# SHORT EXERCISE:
Reproduce the records from the line containing "batch is beige" up to and including the line containing "[46,229,400,600]", substituting "tan fabric" for "beige fabric" and keeping everything else the same.

# EXERCISE DATA:

● ● ● ● ● ● ●

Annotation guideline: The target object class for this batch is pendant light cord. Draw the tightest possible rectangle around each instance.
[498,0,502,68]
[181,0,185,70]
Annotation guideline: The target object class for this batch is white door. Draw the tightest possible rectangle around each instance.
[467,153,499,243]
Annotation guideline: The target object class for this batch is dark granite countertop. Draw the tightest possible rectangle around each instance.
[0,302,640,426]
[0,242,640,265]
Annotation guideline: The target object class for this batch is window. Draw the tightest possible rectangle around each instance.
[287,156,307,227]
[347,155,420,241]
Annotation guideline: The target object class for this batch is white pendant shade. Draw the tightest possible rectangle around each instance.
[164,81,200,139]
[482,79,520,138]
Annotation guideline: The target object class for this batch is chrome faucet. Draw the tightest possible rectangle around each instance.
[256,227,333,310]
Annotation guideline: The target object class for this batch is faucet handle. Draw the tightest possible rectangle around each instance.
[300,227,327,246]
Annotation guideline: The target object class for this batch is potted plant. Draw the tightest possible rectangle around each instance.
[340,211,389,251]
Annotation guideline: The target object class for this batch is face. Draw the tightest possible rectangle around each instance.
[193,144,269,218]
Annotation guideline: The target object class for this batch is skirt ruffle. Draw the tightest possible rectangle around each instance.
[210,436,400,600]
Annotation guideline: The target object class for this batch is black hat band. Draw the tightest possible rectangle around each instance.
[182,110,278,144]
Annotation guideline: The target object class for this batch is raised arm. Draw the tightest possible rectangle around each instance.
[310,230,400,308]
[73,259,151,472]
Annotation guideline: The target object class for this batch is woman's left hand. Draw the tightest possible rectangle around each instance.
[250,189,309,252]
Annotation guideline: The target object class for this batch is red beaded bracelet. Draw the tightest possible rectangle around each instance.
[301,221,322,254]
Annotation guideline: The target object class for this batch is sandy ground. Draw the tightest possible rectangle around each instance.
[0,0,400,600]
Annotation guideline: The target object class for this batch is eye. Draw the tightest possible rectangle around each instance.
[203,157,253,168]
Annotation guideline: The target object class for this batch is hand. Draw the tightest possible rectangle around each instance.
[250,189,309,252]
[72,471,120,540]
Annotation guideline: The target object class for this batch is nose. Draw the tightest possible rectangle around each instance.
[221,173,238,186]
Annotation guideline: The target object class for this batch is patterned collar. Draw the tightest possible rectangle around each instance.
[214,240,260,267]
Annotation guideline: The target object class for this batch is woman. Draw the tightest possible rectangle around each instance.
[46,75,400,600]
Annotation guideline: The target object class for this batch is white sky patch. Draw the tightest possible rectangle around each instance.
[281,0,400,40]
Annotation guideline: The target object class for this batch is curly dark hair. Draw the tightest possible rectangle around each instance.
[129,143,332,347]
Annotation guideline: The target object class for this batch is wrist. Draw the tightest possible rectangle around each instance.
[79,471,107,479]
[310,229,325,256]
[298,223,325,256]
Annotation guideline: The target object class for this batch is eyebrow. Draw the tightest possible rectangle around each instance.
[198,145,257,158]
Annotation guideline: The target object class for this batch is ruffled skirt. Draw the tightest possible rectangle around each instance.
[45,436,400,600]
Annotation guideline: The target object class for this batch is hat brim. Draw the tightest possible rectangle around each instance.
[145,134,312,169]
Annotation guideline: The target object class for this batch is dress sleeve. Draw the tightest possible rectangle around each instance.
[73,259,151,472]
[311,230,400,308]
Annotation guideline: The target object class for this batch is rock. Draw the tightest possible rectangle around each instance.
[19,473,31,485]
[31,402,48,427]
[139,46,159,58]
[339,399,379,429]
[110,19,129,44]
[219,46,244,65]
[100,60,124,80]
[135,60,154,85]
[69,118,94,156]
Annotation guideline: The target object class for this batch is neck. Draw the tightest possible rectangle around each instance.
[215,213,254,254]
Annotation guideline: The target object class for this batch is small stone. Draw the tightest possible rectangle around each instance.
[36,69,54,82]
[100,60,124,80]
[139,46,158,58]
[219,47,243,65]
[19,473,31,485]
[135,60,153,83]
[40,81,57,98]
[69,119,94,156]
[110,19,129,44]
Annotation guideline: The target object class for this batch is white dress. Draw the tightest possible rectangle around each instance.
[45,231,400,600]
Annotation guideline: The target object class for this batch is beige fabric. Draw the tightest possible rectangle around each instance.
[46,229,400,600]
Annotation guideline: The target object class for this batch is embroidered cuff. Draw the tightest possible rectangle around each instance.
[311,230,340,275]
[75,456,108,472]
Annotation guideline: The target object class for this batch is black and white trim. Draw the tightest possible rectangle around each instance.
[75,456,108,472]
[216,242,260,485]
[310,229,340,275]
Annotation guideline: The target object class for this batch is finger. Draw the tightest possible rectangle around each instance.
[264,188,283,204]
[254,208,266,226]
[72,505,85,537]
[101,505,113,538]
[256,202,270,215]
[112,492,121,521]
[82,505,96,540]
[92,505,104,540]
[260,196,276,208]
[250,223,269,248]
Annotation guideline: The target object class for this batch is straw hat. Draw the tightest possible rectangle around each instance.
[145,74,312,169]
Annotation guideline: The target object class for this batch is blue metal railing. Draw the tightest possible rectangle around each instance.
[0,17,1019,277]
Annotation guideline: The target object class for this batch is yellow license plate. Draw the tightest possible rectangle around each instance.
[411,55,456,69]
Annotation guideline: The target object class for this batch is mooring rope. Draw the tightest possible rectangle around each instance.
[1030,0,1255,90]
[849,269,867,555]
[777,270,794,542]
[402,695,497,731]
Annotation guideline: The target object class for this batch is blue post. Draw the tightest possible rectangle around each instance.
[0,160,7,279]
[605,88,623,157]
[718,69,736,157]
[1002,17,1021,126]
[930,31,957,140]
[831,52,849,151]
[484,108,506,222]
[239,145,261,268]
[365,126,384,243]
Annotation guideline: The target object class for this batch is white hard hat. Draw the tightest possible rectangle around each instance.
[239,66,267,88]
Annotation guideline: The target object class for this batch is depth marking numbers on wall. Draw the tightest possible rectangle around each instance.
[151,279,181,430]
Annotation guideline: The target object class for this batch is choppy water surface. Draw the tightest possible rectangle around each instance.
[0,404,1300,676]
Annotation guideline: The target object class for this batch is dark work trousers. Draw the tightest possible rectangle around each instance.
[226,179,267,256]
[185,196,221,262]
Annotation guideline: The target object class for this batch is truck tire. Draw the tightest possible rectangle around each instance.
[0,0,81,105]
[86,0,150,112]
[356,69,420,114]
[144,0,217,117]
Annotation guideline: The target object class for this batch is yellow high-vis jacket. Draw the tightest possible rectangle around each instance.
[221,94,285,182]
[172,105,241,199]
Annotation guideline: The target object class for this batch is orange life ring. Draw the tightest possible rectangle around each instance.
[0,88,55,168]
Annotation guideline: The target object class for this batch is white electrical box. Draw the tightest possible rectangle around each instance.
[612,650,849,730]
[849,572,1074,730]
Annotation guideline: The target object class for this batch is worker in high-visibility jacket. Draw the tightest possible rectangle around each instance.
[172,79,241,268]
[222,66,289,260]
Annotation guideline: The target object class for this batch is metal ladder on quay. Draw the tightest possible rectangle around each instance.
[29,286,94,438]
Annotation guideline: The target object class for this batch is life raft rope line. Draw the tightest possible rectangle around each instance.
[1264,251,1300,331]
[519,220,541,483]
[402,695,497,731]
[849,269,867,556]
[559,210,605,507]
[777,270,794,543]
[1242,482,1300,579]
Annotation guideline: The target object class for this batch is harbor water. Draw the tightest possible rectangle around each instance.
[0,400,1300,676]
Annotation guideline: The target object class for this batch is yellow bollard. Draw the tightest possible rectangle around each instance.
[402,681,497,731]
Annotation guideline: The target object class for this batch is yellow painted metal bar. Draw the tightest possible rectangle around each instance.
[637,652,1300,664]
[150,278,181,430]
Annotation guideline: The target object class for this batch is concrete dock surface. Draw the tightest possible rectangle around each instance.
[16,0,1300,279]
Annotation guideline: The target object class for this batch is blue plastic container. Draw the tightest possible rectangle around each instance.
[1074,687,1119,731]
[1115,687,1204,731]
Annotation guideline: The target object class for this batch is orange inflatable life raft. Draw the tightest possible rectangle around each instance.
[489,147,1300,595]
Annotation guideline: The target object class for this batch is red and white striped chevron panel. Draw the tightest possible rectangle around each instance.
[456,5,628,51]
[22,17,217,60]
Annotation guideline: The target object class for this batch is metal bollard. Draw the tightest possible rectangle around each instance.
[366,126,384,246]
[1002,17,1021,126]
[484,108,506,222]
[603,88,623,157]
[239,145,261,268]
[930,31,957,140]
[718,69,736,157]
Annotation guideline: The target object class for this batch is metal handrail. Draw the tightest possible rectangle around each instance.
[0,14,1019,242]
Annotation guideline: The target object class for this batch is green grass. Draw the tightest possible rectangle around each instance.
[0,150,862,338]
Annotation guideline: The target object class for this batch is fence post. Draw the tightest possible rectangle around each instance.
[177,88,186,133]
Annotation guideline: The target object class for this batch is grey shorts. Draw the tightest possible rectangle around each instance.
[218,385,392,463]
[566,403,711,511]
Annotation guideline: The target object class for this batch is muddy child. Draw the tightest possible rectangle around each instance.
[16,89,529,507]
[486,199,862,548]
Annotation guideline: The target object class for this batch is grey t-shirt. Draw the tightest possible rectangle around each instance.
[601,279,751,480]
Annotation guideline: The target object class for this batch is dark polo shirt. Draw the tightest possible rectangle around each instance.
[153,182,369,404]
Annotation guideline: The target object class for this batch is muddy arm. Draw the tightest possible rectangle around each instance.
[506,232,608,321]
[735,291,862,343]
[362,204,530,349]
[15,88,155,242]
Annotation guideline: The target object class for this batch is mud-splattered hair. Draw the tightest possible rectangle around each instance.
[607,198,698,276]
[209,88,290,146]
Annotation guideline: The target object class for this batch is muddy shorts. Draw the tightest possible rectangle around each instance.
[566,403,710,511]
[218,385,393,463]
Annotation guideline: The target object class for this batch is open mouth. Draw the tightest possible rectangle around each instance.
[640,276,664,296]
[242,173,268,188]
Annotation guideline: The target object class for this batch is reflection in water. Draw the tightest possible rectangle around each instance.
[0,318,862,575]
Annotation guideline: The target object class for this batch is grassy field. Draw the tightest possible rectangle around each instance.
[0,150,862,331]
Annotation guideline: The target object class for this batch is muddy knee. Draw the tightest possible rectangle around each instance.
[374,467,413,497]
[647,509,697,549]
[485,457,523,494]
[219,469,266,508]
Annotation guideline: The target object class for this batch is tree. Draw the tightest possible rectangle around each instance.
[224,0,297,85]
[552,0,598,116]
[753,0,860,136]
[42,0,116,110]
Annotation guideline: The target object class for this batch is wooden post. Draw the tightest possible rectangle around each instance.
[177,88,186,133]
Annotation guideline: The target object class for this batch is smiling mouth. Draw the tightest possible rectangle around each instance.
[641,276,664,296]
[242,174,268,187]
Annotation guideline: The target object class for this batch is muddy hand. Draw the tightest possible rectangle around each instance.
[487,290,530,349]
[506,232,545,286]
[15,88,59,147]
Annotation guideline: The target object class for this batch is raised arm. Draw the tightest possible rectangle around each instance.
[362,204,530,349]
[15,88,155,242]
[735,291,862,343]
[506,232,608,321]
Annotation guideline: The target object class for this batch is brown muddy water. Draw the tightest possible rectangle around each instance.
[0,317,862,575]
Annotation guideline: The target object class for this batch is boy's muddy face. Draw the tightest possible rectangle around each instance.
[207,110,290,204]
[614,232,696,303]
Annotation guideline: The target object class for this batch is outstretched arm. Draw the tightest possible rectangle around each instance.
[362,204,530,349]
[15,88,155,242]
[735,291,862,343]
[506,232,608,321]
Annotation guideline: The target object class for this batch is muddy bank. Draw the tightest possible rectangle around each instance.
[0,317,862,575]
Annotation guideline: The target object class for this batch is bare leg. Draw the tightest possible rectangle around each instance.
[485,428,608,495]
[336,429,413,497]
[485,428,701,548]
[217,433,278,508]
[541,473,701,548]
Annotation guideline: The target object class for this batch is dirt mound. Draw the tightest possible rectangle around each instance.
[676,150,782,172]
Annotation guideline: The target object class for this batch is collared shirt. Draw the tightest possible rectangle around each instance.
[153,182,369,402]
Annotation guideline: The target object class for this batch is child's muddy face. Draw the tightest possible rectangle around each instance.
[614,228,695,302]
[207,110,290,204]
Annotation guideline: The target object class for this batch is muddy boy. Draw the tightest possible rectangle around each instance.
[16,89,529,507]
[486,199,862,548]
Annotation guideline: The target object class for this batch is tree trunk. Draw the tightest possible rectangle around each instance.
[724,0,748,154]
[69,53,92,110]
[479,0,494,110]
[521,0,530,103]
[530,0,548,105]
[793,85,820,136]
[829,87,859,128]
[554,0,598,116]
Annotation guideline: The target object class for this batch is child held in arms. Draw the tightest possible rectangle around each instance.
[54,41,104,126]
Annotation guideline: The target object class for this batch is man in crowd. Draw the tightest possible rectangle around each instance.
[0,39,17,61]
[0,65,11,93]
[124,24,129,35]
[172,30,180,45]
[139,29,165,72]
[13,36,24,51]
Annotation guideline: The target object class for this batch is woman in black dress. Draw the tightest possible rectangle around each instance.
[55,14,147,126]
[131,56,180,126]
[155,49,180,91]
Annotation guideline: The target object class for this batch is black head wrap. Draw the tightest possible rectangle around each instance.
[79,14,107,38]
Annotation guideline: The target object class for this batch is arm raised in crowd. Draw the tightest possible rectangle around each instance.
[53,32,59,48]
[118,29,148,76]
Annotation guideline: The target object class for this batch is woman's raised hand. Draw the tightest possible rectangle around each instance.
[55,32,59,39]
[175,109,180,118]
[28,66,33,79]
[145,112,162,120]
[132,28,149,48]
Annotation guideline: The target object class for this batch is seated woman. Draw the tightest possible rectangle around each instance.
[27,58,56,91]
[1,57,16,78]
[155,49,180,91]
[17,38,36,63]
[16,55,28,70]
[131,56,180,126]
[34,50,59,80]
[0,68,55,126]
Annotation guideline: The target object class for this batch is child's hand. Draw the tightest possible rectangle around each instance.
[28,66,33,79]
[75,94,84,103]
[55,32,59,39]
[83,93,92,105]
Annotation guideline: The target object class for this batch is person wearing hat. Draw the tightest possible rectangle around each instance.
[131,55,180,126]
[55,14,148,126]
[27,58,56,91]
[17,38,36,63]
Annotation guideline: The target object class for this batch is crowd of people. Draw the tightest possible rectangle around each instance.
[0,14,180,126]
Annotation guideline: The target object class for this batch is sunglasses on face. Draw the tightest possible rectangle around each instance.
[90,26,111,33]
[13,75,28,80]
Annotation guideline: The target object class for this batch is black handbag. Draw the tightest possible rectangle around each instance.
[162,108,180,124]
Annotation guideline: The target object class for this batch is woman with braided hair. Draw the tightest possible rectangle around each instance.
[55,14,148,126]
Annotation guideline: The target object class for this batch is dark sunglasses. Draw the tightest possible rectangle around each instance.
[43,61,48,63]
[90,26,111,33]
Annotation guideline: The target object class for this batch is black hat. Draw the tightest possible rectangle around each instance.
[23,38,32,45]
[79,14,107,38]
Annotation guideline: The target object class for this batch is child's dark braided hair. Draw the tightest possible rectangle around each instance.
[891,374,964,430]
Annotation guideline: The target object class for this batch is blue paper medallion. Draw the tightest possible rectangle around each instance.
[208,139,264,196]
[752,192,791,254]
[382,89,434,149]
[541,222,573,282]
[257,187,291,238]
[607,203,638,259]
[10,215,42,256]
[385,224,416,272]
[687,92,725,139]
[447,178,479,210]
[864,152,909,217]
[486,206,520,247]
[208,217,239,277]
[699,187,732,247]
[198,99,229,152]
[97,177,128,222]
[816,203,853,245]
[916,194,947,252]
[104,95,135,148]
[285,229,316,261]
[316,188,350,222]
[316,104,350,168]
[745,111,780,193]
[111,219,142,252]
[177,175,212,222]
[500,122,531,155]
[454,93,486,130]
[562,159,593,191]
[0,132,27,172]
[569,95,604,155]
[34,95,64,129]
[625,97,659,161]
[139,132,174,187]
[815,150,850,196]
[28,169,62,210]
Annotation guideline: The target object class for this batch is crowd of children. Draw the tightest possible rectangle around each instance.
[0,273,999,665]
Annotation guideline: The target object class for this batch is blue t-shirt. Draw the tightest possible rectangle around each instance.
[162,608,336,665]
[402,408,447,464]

● ● ● ● ● ● ●

# OUTPUT OF THE TASK:
Annotation guideline: The target object class for this batch is tan fabric. Draw the tightest possible rectangle around each instance.
[46,229,400,600]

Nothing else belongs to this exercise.